» **Task goal**
List each line of the material below that contains the word "green". Case matters.

» **Record extracts**
==================================================

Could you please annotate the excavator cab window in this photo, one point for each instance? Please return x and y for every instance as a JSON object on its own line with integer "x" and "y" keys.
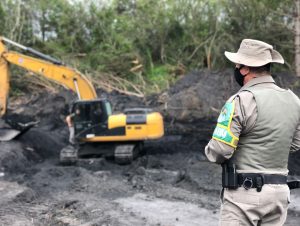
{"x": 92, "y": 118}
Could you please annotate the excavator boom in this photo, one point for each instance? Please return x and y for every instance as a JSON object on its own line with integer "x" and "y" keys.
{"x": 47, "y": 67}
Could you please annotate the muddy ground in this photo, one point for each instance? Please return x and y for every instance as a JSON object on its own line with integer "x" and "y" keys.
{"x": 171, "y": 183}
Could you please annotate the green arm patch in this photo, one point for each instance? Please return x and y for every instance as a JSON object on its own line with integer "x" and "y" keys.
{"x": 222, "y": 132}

==================================================

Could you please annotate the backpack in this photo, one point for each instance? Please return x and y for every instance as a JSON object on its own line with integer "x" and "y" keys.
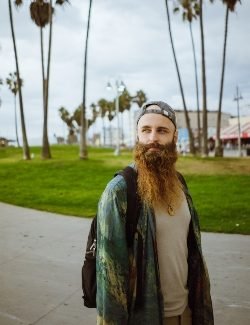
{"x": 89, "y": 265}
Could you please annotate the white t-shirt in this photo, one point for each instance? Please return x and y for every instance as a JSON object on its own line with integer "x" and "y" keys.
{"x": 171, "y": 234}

==================================================

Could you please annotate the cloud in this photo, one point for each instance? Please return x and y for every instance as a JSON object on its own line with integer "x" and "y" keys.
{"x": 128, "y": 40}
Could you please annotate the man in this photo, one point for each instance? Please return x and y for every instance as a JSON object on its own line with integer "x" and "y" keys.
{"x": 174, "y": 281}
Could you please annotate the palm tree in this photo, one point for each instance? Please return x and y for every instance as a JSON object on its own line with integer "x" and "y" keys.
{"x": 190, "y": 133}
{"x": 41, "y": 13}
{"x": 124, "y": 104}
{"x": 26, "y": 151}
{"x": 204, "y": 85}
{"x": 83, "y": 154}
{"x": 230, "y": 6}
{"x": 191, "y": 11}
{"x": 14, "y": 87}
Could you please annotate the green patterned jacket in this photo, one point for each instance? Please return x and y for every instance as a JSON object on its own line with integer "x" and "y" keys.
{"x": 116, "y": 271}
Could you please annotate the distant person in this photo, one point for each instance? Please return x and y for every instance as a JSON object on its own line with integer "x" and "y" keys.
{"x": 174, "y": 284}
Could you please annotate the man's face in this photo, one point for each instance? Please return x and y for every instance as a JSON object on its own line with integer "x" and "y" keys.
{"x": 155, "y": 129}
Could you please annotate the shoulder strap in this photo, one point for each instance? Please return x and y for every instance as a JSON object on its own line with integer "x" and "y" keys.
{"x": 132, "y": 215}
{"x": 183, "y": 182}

==================================================

» **Written answer**
Could you please annotate the green arm patch in this photo, one point for each instance? Please return x and y for every instance as a JSON object on its own line with integer "x" and "y" keys.
Could you please annotate the green patterned jacket in this photo, one point for each instance? Please return x and y for every instance as a JSON object on its own line with integer "x" and "y" keys.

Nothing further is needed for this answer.